* _What you are asked to do_
Take the entries below and print all of them exactly, please.

----

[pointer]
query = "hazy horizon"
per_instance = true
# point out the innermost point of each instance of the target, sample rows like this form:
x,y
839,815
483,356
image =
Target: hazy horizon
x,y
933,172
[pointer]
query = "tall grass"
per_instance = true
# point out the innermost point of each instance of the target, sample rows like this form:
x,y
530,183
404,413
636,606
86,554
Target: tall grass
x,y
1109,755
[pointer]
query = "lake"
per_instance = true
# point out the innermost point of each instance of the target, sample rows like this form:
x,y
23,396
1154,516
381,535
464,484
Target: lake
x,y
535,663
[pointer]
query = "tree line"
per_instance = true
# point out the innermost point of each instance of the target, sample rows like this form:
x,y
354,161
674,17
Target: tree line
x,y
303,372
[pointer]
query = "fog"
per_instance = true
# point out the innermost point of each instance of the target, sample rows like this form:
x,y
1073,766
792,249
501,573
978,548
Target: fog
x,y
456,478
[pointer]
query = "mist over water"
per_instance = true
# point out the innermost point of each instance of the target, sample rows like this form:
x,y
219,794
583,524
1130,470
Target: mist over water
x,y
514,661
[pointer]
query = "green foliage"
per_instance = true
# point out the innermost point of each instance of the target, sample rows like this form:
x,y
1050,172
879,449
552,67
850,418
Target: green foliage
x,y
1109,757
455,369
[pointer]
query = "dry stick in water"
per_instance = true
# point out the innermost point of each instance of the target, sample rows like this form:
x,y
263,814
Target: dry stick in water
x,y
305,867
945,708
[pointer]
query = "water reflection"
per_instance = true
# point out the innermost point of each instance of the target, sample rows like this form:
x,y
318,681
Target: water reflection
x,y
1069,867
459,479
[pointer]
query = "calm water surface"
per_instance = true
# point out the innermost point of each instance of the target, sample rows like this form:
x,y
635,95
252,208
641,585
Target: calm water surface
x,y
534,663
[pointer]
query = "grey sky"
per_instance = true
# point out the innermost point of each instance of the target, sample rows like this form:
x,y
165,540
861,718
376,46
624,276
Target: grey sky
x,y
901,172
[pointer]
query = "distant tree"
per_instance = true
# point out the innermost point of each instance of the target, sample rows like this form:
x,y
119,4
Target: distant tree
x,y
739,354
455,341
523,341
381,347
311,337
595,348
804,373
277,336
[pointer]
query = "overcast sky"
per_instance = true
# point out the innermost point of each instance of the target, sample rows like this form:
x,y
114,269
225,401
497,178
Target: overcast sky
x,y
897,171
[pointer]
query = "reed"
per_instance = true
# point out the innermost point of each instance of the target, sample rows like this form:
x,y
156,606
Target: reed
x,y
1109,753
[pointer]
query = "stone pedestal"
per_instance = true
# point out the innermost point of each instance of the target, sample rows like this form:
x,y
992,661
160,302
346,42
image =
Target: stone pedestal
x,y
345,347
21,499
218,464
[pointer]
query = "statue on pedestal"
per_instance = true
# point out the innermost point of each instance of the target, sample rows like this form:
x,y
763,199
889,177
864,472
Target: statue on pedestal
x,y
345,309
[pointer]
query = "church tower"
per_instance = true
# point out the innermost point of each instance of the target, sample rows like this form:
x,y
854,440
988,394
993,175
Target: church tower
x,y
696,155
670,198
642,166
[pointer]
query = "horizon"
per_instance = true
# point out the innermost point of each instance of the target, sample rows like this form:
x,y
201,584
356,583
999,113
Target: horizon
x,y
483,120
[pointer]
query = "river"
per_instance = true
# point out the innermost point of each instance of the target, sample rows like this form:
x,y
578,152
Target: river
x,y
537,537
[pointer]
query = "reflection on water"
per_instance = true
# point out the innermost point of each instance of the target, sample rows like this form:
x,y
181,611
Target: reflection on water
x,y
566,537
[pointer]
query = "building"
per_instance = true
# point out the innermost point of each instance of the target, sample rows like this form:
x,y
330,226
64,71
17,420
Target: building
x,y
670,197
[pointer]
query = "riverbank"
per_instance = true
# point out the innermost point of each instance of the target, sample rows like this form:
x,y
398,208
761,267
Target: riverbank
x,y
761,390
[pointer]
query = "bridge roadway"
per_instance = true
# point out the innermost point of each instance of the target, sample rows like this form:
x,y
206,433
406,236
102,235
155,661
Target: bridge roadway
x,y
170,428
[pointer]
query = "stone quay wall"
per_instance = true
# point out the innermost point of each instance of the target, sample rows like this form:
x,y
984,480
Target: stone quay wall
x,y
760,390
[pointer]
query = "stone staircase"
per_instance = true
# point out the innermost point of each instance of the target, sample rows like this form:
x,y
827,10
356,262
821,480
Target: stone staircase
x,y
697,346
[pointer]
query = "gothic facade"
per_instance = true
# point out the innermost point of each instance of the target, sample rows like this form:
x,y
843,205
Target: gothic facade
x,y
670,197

----

* _The solution_
[pointer]
query = "hazy horizon"
per_instance = true
# point out the innermost point of each instance of the target, sample rows like this form:
x,y
839,815
483,356
image =
Target: hazy horizon
x,y
933,172
[pointer]
query = "tall grass"
per_instance = true
# point out the innermost point of each instance of the target, sample rows like this form:
x,y
530,183
404,413
636,606
86,554
Target: tall grass
x,y
1109,755
[pointer]
query = "lake"
per_instance = true
# point out the innermost point of each instance of the target, sample rows like this form:
x,y
23,396
1154,516
381,535
464,484
Target: lake
x,y
535,663
[pointer]
query = "tree line"
per_instance = true
# point out the innermost point of each instance of the target, sample rows like this form:
x,y
354,161
674,17
Target: tree line
x,y
303,372
[pointer]
query = "fog"
per_instance = true
# point out the innermost point of each instance of the target, sample rows like this form:
x,y
1073,766
792,249
501,573
978,548
Target: fog
x,y
456,478
[pointer]
query = "mist over water"
per_instance = true
# point out the innermost point of each instance of the target, sample rows like this form:
x,y
219,794
583,524
1130,470
Target: mist over water
x,y
514,661
[pointer]
query = "green foliage"
per_instance = true
# point out the innermost point of each instance of the target, sample rows like this form:
x,y
1050,172
879,449
552,67
850,418
Target: green foliage
x,y
1109,757
455,369
[pointer]
query = "dry stick in water"
per_instance = true
# point out the innermost point of each instance of the target, sample rows like this form:
x,y
263,814
Target: dry stick in water
x,y
305,867
945,708
[pointer]
query = "water reflection"
per_instance = true
# point out the innermost point of each instance of the target, sample rows like this form:
x,y
318,681
Target: water reflection
x,y
1069,867
459,479
[pointer]
query = "calm water surface"
per_instance = true
# point out the innermost point of each instance of the target, sample rows like this form:
x,y
635,95
252,208
641,585
Target: calm water surface
x,y
534,663
[pointer]
query = "grey sky"
per_instance = true
# point out the innermost point of each instance of the target, sample rows like this form:
x,y
165,540
861,718
376,46
624,276
Target: grey sky
x,y
901,172
[pointer]
query = "distant tree"
per_instance = true
# point out the innermost point of each instance of the target, sample rows like this form:
x,y
119,4
Target: distant tree
x,y
739,354
455,341
523,341
381,347
311,337
595,348
804,373
277,336
[pointer]
query = "overcast sky"
per_instance = true
# point out the innermost point of each instance of the target, sample rows like this form:
x,y
114,269
225,401
497,178
Target: overcast sky
x,y
897,171
[pointer]
query = "reed"
per_instance = true
# point out the innermost point of each instance of the target, sample rows like this form:
x,y
156,606
Target: reed
x,y
1109,753
[pointer]
query = "stone pedestal"
per_instance = true
# point out the innermost point of each instance of the target, sample rows like this form:
x,y
992,661
160,302
346,42
image =
Target: stone pedestal
x,y
345,347
21,499
218,464
[pointer]
query = "statue on pedestal"
per_instance = true
# point out the innermost point of each instance of the target, sample rows like this form:
x,y
763,199
889,177
864,472
Target: statue on pedestal
x,y
345,309
[pointer]
query = "church tower"
per_instance = true
# point out the innermost point of each instance of the target, sample rows like this form:
x,y
854,440
988,394
993,175
Target: church tower
x,y
696,155
670,198
642,166
[pointer]
query = "horizon"
per_instance = true
# point out the innermost point of each instance of the target, sample rows like this form:
x,y
201,584
356,583
999,113
Target: horizon
x,y
483,120
[pointer]
query = "river"
per_instance = true
# point out the innermost point of each instance of the target, sample rows like this form:
x,y
578,152
Target: river
x,y
537,537
[pointer]
query = "reflection on water"
per_instance = true
# point out the innermost point of each instance of the target, sample rows like this form:
x,y
181,611
Target: reflection on water
x,y
566,537
[pointer]
query = "building"
per_instance = true
# point out the innermost point of each instance of the target, sample rows like this form:
x,y
330,226
64,71
17,420
Target: building
x,y
670,197
[pointer]
query = "riverbank"
per_instance = true
# point out the innermost point of each instance of the target, sample rows like this form:
x,y
398,208
761,267
Target: riverbank
x,y
761,390
[pointer]
query = "bridge roadway"
per_instance = true
# point out the innermost point of each instance of the target, sample rows like this form:
x,y
206,433
406,236
102,235
155,661
Target: bridge roadway
x,y
170,428
[pointer]
query = "stone quay wall"
per_instance = true
# point out the innermost point of each instance of the target, sample rows like this form:
x,y
984,480
Target: stone quay wall
x,y
760,390
[pointer]
query = "stone staircase"
per_instance = true
# point out the innermost point of each instance of the target, sample rows like this form:
x,y
827,10
356,262
821,480
Target: stone staircase
x,y
697,346
[pointer]
query = "gothic facade"
per_instance = true
# point out the innermost point of each instance of the target, sample rows like this form:
x,y
843,205
Target: gothic facade
x,y
670,197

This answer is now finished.